— WRITTEN REQUEST —
Please format the rows below as a Markdown table with the columns "No." and "Text", from the line with "Objective — one marker per instance of the bollard" through the end of the rows. Number each line and leave out blank lines.

— RECORDS FOR THIS EXERCISE —
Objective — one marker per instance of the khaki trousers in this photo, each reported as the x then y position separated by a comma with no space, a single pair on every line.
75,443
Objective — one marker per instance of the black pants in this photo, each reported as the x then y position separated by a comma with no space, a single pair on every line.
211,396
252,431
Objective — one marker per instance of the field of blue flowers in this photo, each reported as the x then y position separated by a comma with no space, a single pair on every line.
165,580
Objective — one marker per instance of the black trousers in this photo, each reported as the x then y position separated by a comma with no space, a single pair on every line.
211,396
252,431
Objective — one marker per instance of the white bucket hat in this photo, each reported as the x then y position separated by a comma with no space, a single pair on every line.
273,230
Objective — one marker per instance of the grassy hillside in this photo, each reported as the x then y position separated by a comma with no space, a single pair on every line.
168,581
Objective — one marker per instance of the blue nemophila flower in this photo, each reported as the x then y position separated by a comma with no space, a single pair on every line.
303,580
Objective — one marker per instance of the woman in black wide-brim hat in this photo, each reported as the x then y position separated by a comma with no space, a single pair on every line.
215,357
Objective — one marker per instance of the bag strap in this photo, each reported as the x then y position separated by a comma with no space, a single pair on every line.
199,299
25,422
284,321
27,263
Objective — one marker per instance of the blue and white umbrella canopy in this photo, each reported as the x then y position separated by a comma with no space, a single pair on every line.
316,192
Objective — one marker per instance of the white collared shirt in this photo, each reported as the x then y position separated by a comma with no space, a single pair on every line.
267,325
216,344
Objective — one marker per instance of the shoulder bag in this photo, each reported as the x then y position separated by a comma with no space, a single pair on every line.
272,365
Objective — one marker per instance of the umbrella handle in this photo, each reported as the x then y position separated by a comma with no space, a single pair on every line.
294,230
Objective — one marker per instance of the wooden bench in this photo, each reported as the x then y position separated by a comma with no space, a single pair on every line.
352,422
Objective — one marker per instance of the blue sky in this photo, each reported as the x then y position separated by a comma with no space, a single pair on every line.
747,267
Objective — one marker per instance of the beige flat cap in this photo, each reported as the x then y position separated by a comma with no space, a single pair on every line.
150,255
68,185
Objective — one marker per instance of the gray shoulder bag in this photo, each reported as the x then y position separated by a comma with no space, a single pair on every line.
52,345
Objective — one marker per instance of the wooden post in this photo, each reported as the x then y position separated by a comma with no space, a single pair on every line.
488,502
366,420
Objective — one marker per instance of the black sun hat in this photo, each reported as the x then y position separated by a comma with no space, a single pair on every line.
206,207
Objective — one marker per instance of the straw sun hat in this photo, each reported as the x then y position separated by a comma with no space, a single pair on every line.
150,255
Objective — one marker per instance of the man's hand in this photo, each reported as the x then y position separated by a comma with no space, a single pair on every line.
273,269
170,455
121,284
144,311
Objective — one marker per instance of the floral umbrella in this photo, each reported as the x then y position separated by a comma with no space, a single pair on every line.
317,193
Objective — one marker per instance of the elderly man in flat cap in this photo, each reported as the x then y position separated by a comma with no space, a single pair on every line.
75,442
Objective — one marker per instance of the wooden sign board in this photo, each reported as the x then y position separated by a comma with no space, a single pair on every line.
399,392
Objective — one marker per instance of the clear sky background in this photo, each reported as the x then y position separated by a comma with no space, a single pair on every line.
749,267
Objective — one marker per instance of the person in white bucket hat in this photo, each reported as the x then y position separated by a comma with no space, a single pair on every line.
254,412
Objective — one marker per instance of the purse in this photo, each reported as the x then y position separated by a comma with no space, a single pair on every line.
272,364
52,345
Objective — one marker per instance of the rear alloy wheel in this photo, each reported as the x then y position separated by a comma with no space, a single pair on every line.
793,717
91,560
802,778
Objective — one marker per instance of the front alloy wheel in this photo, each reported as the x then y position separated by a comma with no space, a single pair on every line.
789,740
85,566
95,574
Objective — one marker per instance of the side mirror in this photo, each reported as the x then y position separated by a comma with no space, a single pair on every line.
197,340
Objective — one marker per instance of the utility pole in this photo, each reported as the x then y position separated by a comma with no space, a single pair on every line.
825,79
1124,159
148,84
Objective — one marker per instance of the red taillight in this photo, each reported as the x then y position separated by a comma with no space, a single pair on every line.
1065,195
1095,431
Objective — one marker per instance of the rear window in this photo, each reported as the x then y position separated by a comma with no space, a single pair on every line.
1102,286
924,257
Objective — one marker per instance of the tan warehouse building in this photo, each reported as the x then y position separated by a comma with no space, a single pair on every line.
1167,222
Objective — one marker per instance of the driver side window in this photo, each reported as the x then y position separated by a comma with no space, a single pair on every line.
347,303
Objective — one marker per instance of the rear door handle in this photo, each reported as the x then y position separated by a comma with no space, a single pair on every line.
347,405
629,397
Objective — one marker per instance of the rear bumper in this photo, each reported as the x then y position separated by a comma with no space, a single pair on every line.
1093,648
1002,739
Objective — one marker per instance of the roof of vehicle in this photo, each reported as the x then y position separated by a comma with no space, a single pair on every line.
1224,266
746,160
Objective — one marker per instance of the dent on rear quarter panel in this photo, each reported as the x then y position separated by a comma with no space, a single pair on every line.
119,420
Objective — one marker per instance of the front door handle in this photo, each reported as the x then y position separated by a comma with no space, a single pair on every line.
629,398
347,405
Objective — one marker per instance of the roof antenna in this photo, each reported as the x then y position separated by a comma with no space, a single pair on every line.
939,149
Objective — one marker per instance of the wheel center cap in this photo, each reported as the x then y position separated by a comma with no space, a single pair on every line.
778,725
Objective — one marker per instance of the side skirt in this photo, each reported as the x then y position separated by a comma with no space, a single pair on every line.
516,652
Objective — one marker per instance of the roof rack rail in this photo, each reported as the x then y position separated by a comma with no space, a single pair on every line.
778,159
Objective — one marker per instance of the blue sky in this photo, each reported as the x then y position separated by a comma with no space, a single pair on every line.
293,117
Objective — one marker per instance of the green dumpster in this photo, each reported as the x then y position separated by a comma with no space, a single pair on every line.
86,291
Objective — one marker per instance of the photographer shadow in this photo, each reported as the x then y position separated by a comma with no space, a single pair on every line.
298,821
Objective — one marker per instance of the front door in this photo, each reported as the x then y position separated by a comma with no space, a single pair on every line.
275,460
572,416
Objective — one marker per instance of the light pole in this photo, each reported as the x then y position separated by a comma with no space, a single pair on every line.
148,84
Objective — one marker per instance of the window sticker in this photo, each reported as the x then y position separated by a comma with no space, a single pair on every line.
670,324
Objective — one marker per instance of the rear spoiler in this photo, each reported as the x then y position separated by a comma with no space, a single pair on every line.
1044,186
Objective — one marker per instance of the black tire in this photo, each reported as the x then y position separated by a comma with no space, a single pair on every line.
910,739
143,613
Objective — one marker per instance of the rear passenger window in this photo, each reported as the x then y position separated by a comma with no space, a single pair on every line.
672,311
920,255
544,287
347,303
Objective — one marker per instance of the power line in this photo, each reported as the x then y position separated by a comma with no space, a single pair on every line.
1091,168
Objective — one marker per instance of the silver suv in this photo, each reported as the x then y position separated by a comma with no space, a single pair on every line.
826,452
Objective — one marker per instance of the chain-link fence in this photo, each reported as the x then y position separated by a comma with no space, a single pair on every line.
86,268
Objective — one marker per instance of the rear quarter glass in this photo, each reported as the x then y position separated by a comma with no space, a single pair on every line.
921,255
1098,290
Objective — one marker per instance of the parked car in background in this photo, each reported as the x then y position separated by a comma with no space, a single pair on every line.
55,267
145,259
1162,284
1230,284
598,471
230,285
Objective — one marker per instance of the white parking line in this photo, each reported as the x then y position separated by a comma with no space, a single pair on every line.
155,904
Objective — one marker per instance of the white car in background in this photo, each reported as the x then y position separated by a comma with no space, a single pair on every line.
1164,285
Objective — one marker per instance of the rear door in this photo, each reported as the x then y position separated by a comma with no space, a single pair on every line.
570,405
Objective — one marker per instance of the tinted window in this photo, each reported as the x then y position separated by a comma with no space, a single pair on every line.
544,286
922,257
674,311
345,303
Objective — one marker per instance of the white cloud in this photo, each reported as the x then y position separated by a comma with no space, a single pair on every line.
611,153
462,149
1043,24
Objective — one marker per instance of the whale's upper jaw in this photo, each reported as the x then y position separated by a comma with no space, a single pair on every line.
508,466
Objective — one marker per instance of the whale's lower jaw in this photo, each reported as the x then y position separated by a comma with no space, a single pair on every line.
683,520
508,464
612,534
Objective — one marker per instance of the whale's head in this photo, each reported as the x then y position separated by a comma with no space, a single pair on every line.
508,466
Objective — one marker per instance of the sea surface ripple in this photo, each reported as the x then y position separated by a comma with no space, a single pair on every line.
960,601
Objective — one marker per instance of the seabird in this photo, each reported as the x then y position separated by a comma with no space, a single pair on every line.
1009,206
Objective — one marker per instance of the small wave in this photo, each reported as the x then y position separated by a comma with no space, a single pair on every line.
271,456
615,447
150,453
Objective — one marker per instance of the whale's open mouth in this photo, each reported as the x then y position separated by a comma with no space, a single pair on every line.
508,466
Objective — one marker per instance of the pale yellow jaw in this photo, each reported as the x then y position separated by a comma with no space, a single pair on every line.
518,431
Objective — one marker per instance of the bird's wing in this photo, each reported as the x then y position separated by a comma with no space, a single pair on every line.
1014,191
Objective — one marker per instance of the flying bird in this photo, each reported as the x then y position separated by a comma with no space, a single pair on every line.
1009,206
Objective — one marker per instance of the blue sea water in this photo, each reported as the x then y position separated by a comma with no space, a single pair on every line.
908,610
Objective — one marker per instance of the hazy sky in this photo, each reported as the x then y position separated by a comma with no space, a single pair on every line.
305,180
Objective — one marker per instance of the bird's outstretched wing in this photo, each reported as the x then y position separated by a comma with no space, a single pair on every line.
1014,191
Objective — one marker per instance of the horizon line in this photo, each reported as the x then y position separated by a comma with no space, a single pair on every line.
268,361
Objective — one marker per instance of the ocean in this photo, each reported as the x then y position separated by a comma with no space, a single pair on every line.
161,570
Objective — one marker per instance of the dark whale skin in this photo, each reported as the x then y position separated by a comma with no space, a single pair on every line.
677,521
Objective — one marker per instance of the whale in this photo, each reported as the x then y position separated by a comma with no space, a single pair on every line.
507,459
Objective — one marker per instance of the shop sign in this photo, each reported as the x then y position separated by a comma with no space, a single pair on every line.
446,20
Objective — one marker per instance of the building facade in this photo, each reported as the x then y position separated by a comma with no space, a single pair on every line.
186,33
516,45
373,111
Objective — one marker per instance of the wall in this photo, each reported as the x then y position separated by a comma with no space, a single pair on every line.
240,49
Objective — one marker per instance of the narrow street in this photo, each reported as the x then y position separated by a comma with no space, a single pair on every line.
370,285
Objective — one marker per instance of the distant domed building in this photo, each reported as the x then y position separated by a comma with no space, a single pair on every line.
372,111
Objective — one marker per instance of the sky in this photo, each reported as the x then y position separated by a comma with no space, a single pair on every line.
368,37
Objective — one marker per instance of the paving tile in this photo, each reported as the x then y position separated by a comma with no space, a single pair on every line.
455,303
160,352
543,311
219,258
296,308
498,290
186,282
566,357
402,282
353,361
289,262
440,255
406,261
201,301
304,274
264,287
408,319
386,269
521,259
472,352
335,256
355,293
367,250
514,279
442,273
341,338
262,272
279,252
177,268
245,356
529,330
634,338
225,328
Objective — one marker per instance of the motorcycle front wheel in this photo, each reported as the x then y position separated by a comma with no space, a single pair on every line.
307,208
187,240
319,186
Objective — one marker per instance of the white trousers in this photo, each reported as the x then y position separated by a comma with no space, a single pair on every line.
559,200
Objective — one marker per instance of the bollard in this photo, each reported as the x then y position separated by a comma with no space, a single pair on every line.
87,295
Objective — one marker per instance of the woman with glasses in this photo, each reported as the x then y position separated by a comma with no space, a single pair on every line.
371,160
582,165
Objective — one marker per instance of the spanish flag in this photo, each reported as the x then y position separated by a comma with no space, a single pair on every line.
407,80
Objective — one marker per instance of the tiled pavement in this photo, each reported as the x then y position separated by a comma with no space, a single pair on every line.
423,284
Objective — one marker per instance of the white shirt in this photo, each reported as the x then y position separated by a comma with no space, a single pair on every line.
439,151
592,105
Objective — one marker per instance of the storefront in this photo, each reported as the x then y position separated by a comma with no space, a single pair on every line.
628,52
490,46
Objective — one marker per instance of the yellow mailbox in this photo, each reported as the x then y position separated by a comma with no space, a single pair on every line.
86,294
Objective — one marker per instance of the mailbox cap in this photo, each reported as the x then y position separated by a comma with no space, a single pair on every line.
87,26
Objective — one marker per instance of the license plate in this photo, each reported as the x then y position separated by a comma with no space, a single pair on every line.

— RESULT FOR THIS TASK —
| No. | Text |
|---|---|
| 1 | Objective — one marker per instance of the bollard in this photo, each reported as the x then y position separated by a comma with no space, a single pair on every line. |
| 2 | 87,295 |
| 3 | Objective — one marker per instance of the woman with glasses in this photo, each reported as the x then y position separated by a comma with no space, a single pair on every line. |
| 4 | 371,160 |
| 5 | 582,165 |
| 6 | Objective — one marker per instance of the spanish flag in this photo, each reported as the x then y position separated by a comma with no space, a single pair on every line. |
| 7 | 407,80 |
| 8 | Objective — one marker per instance of the tiled pavement in this photo, each reported as the x then y position separated by a comma with no space, a single pair on every line. |
| 9 | 423,284 |
| 10 | Objective — one marker per instance of the white shirt in this photo, each reported as the x then y position separated by a comma with no space, a single pair on every line. |
| 11 | 439,151 |
| 12 | 592,105 |
| 13 | Objective — one marker per instance of the storefront in this photo, each reported as the x then y position separated by a comma with no space, a single pair on every line. |
| 14 | 628,52 |
| 15 | 490,46 |
| 16 | Objective — one marker per instance of the yellow mailbox in this photo, each reported as the x then y position separated by a comma with no space, a single pair on every line. |
| 17 | 86,294 |
| 18 | Objective — one marker per instance of the mailbox cap in this photo, each reported as the x then y position separated by a comma with no space, a single pair on every line. |
| 19 | 87,26 |
| 20 | Objective — one marker per instance of the license plate in this photo, each reported as the x then y position separated by a comma with no space, a single pair on every line. |